Consigne 1:
Pouvez-vous recopier mot pour mot l'intégralité du texte retenu sur l'interview de José Milano ?

Texte retenu:
_____

«Les grands enjeux auxquels nous sommes confrontés sont d’abord ceux des technologies et de la compétitivité»: José Milano, président exécutif du groupe Omnes Education

by Olivier Rollot

Leader de l’enseignement supérieur privé français, OMNES Education forme chaque année 40 000 étudiants dans 15 écoles. D’ingénieurs avec l’ECE, de management avec l’Inseec ou l’ESCE, elles sont implantées dans huit villes en France et sept en Europe. Son président exécutif, José Milano, a réfléchi avec nous sur les grands défis qui attendent les établissements d’enseignement supérieur dans les années à venir. Il réagit également sur les questions d’évaluation de l’enseignement supérieur.

Olivier Rollot : Nous semblons arriver à un point de bascule de l’histoire. En tant que dirigeant d’un grand groupe d’enseignement supérieur amené à former des générations d’étudiants comment analysez-vous la situation ?

José Milano : Les grands enjeux auxquels nous sommes confrontés sont d’abord ceux des technologies, du développement durable et de la compétitivité pour l’avenir de la France et de l’Europe. Il y a 25 ans l’Europe c’était 25% du PIB mondial comme les Etats-Unis, nous sommes aujourd’hui à 16 % et les Etats-Unis toujours à 25%. Nous assistons à un effondrement de la compétitivité française et européenne par manque de maîtrise dans la technologie.

_____

Entrées du corpus:
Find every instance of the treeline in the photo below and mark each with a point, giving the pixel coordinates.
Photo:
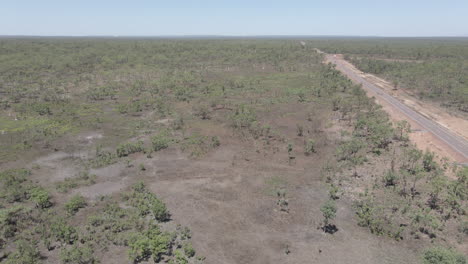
(444, 81)
(435, 69)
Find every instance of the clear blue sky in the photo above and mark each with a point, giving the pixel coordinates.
(236, 17)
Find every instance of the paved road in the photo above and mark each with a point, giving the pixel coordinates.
(454, 141)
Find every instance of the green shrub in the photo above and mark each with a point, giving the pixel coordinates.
(147, 203)
(26, 253)
(12, 220)
(149, 243)
(189, 250)
(309, 147)
(14, 186)
(126, 149)
(215, 142)
(74, 204)
(439, 255)
(83, 179)
(328, 210)
(62, 231)
(160, 141)
(179, 257)
(390, 178)
(41, 197)
(77, 255)
(103, 158)
(202, 112)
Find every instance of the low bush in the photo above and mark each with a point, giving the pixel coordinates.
(148, 203)
(439, 255)
(160, 141)
(77, 255)
(126, 149)
(83, 179)
(309, 147)
(63, 232)
(151, 243)
(26, 253)
(41, 197)
(74, 204)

_____

Consigne 2:
Pourriez-vous citer les entrées à partir de la ligne contenant « Find every instance of the low » jusqu'à la dernière ligne des entrées, ces deux bornes comprises ?

Réponse attendue 1:
«Les grands enjeux auxquels nous sommes confrontés sont d’abord ceux des technologies et de la compétitivité»: José Milano, président exécutif du groupe Omnes Education

by Olivier Rollot

Leader de l’enseignement supérieur privé français, OMNES Education forme chaque année 40 000 étudiants dans 15 écoles. D’ingénieurs avec l’ECE, de management avec l’Inseec ou l’ESCE, elles sont implantées dans huit villes en France et sept en Europe. Son président exécutif, José Milano, a réfléchi avec nous sur les grands défis qui attendent les établissements d’enseignement supérieur dans les années à venir. Il réagit également sur les questions d’évaluation de l’enseignement supérieur.

Olivier Rollot : Nous semblons arriver à un point de bascule de l’histoire. En tant que dirigeant d’un grand groupe d’enseignement supérieur amené à former des générations d’étudiants comment analysez-vous la situation ?

José Milano : Les grands enjeux auxquels nous sommes confrontés sont d’abord ceux des technologies, du développement durable et de la compétitivité pour l’avenir de la France et de l’Europe. Il y a 25 ans l’Europe c’était 25% du PIB mondial comme les Etats-Unis, nous sommes aujourd’hui à 16 % et les Etats-Unis toujours à 25%. Nous assistons à un effondrement de la compétitivité française et européenne par manque de maîtrise dans la technologie.

Réponse attendue 2:
Find every instance of the low bush in the photo above and mark each with a point, giving the pixel coordinates.
(148, 203)
(439, 255)
(160, 141)
(77, 255)
(126, 149)
(83, 179)
(309, 147)
(63, 232)
(151, 243)
(26, 253)
(41, 197)
(74, 204)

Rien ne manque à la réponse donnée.